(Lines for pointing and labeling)

## Begin

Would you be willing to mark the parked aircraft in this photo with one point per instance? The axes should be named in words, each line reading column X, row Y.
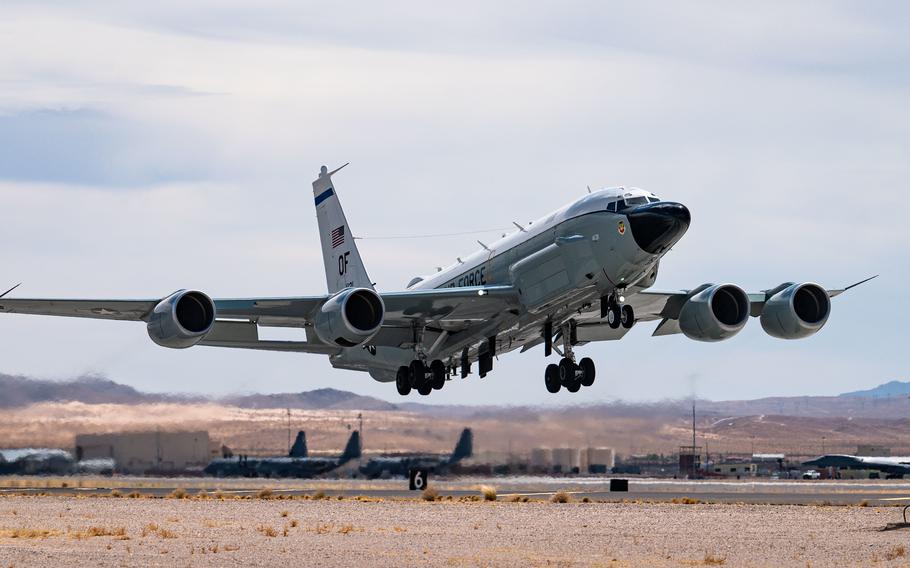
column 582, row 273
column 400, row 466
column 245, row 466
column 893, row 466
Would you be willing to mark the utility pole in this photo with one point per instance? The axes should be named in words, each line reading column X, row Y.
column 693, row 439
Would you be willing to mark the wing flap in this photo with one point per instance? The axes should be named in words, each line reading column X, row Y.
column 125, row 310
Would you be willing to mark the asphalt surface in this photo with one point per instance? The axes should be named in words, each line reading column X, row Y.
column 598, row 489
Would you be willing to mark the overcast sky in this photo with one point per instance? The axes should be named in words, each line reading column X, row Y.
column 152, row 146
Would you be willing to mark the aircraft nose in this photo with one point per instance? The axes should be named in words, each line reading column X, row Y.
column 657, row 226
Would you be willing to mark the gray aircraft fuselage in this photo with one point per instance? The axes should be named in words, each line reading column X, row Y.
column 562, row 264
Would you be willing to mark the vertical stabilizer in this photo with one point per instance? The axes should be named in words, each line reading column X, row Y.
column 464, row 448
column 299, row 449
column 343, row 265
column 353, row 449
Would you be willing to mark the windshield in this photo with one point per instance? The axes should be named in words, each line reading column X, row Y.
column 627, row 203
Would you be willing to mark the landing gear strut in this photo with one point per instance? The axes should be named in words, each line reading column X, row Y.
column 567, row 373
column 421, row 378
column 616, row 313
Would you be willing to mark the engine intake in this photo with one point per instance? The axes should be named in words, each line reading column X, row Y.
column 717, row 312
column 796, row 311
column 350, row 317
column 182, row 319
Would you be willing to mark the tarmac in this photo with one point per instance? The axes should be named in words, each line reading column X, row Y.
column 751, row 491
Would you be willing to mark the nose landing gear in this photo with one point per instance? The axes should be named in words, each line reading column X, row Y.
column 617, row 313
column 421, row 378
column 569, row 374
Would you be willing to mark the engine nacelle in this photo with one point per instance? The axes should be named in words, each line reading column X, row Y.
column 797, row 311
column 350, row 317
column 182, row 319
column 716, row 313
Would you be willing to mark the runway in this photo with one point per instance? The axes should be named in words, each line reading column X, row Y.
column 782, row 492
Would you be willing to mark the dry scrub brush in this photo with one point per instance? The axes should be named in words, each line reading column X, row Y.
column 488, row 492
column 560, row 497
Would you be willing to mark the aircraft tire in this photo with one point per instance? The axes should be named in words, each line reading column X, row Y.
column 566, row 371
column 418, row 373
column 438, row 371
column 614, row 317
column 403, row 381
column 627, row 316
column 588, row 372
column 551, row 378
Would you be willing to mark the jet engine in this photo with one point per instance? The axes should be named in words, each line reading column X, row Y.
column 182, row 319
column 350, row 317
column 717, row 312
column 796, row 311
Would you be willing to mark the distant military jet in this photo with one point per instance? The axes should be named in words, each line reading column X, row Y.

## End

* _CHALLENGE_: Write these lines as a JSON list of strings, one string per line, with blank lines and pictures left out.

* _EXERCISE RESULT_:
[
  "Would you be willing to mark the parked aircraft in this photo with one point per instance? The axes should be named in words, each line reading column X, row Y.",
  "column 582, row 273",
  "column 400, row 466",
  "column 245, row 466",
  "column 893, row 466",
  "Would you be willing to mark the utility pole in this photo with one point per instance? The axes should be named in words, each line reading column X, row Y.",
  "column 693, row 439",
  "Would you be willing to mark the wing flap in this photo with one point per instance? The axes should be named in words, each line reading column X, row Y.",
  "column 125, row 310",
  "Would you be willing to mark the asphalt surface in this photo with one point per instance? The axes should be named in words, each line reading column X, row Y.",
  "column 598, row 489",
  "Would you be willing to mark the overcast sky in this photo with one point per instance? The axes should be named in words, each line reading column X, row Y.",
  "column 152, row 146",
  "Would you be willing to mark the aircraft nose in this photo with one point per instance? The axes should be named in words, each line reading column X, row Y.",
  "column 657, row 226",
  "Would you be willing to mark the gray aircraft fuselage in this photo with one point per instance? The axes should be named in words, each line reading column X, row Y.",
  "column 562, row 264",
  "Would you be willing to mark the vertical stabilizer in this photo with one point per instance? The axes should be named in words, each line reading column X, row Y.",
  "column 464, row 448",
  "column 299, row 449",
  "column 343, row 265",
  "column 353, row 449",
  "Would you be willing to mark the windshield in this photo with one point per instance? The axes should be named in words, each line reading column X, row Y.",
  "column 627, row 203",
  "Would you be willing to mark the landing gear strut in this photo with one point per instance? The axes should be named in words, each line reading column X, row Y.",
  "column 567, row 373",
  "column 421, row 378",
  "column 616, row 313",
  "Would you be willing to mark the engine intake in this photo with one point per instance? The axes should be named in words, each line reading column X, row Y.",
  "column 717, row 312",
  "column 796, row 311",
  "column 350, row 317",
  "column 182, row 319",
  "Would you be willing to mark the tarmac in this photo with one point per instance? The axes should be named in words, each line reading column X, row Y.",
  "column 751, row 491",
  "Would you be willing to mark the nose landing gear in this photo with one point per instance? The axes should be named in words, each line reading column X, row Y.",
  "column 617, row 313",
  "column 421, row 378",
  "column 569, row 374",
  "Would you be willing to mark the engine nacelle in this photo with one point per instance? The axes should be named in words, each line reading column X, row Y.",
  "column 797, row 311",
  "column 350, row 317",
  "column 182, row 319",
  "column 716, row 313",
  "Would you be willing to mark the runway in this photo with one point per instance? The axes should be named in words, each line reading column X, row Y.",
  "column 782, row 492",
  "Would you be willing to mark the dry scrub brush in this photo with one point per instance? The axes should be named in words, each line reading column X, row Y.",
  "column 488, row 492",
  "column 560, row 497",
  "Would you be willing to mark the aircraft tire in this photo with one point per instance? The axes should be named in words, each line reading column X, row Y.",
  "column 566, row 371",
  "column 418, row 373",
  "column 438, row 371",
  "column 614, row 317",
  "column 403, row 381",
  "column 627, row 316",
  "column 588, row 372",
  "column 551, row 378",
  "Would you be willing to mark the jet engine in this photo with one point per instance? The axes should be named in words, each line reading column X, row Y.",
  "column 182, row 319",
  "column 350, row 317",
  "column 717, row 312",
  "column 796, row 311",
  "Would you be willing to mark the distant military jet in this photo with one point per instance? The axes should be named in words, each line reading column X, row Y."
]